*** Opening of DATA PROVIDED ***
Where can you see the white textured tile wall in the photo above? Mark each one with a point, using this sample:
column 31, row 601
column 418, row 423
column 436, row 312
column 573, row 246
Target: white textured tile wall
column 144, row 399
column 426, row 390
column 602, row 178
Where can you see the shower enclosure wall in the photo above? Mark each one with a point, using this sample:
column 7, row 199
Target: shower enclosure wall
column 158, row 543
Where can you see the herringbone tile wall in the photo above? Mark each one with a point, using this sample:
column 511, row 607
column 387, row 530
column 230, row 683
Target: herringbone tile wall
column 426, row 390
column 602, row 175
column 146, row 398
*** Close of DATA PROVIDED ***
*** Opening of DATA PROVIDED ***
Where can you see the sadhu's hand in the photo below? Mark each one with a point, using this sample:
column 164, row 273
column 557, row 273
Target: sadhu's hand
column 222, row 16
*** Close of DATA PROVIDED ***
ASSIGNMENT:
The required output is every line above that contains the string "with".

WRITTEN REPLY:
Where can you see the white textured tile wall in the photo above? Mark each one with a point, using this sample:
Where can you see the shower enclosure wall in the photo above? Mark each one with a point, using this sample:
Where can you see the herringbone tile wall in the photo above? Mark each one with a point, using this sample:
Where can you see the sadhu's hand in the photo below? Mark each one with a point, using this sample:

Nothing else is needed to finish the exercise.